[Stored records]
--- --- ---
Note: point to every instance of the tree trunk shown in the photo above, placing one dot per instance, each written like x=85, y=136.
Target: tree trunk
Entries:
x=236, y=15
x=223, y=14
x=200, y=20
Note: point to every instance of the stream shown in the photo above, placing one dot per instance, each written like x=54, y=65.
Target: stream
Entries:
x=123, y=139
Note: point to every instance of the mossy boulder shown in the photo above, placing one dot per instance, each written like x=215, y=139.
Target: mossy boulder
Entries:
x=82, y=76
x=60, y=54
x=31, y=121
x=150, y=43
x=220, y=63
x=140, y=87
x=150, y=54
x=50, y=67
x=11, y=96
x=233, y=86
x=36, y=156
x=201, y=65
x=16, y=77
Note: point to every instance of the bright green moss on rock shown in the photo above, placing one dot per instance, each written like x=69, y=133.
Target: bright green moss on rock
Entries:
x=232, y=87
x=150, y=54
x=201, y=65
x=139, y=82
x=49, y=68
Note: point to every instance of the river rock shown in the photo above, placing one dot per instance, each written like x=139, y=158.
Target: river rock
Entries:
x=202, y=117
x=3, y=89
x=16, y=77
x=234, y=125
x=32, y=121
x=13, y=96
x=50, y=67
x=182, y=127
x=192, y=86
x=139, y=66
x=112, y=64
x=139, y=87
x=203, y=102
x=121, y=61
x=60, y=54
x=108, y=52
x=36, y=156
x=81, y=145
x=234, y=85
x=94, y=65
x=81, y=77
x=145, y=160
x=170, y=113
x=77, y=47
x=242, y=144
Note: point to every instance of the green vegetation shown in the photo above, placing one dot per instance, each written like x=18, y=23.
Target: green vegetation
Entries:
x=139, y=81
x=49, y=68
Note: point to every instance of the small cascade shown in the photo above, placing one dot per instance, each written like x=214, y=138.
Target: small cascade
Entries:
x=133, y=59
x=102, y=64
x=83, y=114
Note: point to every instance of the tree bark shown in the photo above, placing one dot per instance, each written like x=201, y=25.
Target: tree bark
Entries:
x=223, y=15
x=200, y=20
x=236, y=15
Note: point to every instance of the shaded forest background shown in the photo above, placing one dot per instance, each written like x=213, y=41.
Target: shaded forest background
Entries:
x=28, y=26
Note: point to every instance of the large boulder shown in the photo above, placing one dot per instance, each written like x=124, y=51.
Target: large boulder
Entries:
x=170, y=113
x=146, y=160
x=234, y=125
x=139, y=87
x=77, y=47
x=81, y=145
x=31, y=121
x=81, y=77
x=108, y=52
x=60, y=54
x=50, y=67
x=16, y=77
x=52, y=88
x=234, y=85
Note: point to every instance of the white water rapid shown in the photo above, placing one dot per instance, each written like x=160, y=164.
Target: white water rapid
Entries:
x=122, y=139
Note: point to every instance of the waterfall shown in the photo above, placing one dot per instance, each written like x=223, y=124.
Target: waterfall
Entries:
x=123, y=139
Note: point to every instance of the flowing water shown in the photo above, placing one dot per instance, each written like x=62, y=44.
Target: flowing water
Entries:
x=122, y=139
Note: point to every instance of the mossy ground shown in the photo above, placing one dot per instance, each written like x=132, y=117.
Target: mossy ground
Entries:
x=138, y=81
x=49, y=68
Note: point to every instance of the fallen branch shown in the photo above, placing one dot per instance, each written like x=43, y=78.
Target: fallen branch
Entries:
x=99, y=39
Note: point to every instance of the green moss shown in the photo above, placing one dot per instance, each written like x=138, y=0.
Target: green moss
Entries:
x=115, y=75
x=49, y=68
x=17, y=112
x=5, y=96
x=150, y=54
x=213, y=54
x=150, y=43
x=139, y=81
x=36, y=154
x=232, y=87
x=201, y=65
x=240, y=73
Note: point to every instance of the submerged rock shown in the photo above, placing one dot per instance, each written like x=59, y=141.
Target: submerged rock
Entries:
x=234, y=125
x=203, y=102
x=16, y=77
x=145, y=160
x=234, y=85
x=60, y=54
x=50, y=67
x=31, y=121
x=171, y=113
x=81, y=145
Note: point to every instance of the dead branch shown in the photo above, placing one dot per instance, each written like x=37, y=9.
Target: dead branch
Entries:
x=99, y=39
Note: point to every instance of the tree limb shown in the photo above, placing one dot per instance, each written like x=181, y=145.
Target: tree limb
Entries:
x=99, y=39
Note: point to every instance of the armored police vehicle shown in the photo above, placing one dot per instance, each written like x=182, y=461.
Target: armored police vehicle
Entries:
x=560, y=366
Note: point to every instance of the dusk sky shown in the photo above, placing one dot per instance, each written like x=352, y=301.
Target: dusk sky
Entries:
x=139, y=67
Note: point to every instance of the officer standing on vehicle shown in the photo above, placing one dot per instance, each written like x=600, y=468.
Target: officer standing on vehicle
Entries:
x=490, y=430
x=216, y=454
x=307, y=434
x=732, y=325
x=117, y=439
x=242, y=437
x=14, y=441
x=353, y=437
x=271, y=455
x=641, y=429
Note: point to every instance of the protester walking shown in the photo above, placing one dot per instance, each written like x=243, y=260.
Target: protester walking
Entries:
--- --- ---
▶ **DIRECTIONS**:
Reproduce the entries exactly, dropping nothing.

▶ **OUTPUT OF THE TASK**:
Note: point to every instance of the tree trunk shown in the photo above, placing one dot per instance, each written like x=85, y=136.
Target: tree trunk
Entries:
x=236, y=15
x=223, y=14
x=200, y=20
Note: point to every instance of the stream shown in the photo above, placing one dot per instance, each written like x=54, y=65.
Target: stream
Entries:
x=123, y=139
Note: point to every instance of the mossy boulder shown in the photo above, placing one dot per instance, each written like x=215, y=139.
Target: mossy boulder
Entries:
x=82, y=76
x=60, y=54
x=31, y=121
x=150, y=43
x=220, y=63
x=140, y=87
x=150, y=54
x=50, y=67
x=11, y=96
x=233, y=86
x=36, y=156
x=201, y=65
x=16, y=77
Note: point to every instance of the bright green moss on rock shown in the photo above, placing one dot per instance, each written like x=69, y=133.
Target: bright green moss on rock
Entries:
x=232, y=87
x=150, y=54
x=201, y=65
x=139, y=82
x=49, y=68
Note: point to every instance of the river rock shown in the photo above, placing one dot per instance, each written like x=139, y=158.
Target: river rock
Entries:
x=202, y=117
x=3, y=89
x=16, y=77
x=234, y=125
x=32, y=121
x=13, y=96
x=50, y=67
x=182, y=127
x=192, y=86
x=139, y=66
x=112, y=64
x=139, y=87
x=203, y=102
x=121, y=61
x=60, y=54
x=108, y=52
x=36, y=156
x=81, y=145
x=234, y=85
x=94, y=65
x=81, y=77
x=145, y=160
x=170, y=113
x=77, y=47
x=242, y=144
Note: point to every instance of the green vegetation shown in the photo above, placing one dot per instance, each written like x=18, y=23.
Target: green vegetation
Entries:
x=139, y=81
x=49, y=68
Note: point to every instance of the small cascade shown in the photo above, placing one dot per instance, each written like x=214, y=138.
Target: small cascade
Entries:
x=133, y=59
x=102, y=64
x=83, y=114
Note: point to every instance of the tree bark shown in the photo above, placing one dot per instance, each written like x=201, y=25.
Target: tree bark
Entries:
x=223, y=15
x=200, y=20
x=236, y=15
Note: point to every instance of the shaded forest background shown in the photo above, placing one dot per instance, each written like x=213, y=41.
Target: shaded forest background
Entries:
x=28, y=26
Note: point to every instance of the large boulder shown in the photo above, placing one dot per instance, each written like x=124, y=51.
Target: large boulder
Entries:
x=170, y=113
x=146, y=160
x=234, y=125
x=139, y=87
x=77, y=47
x=81, y=145
x=31, y=121
x=81, y=77
x=108, y=52
x=60, y=54
x=50, y=67
x=16, y=77
x=52, y=88
x=234, y=85
Note: point to every instance of the white water rapid shown in the photo above, placing one dot per instance, each written like x=160, y=164.
Target: white water rapid
Entries:
x=122, y=139
Note: point to every instance of the waterfall shown in the photo above, placing one dot per instance, each written like x=223, y=124.
Target: waterfall
Entries:
x=123, y=139
Note: point to every instance of the flowing water shown in the photo above, placing one dot per instance, each written like x=62, y=44.
Target: flowing water
Entries:
x=122, y=139
Note: point to every instance of the mossy ground shown in the photo above, placing one dot per instance, each written like x=132, y=117.
Target: mossy ground
Entries:
x=138, y=81
x=49, y=68
Note: point to every instance of the fallen branch shown in the photo above, placing one dot per instance, each written like x=43, y=78.
Target: fallen branch
Entries:
x=99, y=39
Note: point to every instance of the green moss shown in the photo above, placing one dot per instance, each written like x=138, y=0.
Target: green moss
Entries:
x=115, y=75
x=49, y=68
x=17, y=112
x=5, y=96
x=150, y=54
x=213, y=54
x=150, y=43
x=139, y=81
x=36, y=154
x=232, y=87
x=201, y=65
x=240, y=73
Note: point to every instance of the submerged rock shown in the photo above, placing one dot per instance, each written like x=59, y=141.
Target: submerged rock
Entries:
x=234, y=125
x=203, y=102
x=16, y=77
x=145, y=160
x=234, y=85
x=60, y=54
x=50, y=67
x=31, y=121
x=171, y=113
x=81, y=145
Note: point to every instance of the dead branch shown in the photo above, placing one dot per instance, each written like x=37, y=9.
Target: dead branch
Entries:
x=99, y=39
Note: point to every instance of the tree limb shown in the photo above, placing one dot per instance, each written like x=181, y=145.
Target: tree limb
Entries:
x=99, y=39
Note: point to every instance of the armored police vehicle shown in the photo above, placing one dot per instance, each written like x=182, y=461.
Target: armored police vehicle
Entries:
x=560, y=366
Note: point to every instance of the dusk sky shown in the photo above, placing one dot per instance, each written like x=352, y=301.
Target: dusk sky
Entries:
x=139, y=67
Note: point to every instance of the officer standing on vehicle shown in the photo above, placing one dot per instance, each written like x=600, y=468.
Target: officer standing on vehicle
Entries:
x=490, y=430
x=216, y=454
x=307, y=434
x=732, y=325
x=117, y=439
x=242, y=437
x=14, y=441
x=353, y=437
x=271, y=455
x=641, y=429
Note: point to every instance of the protester walking shown in the photo above, placing one dot per instance, each written like x=243, y=260.
Target: protester walking
Entries:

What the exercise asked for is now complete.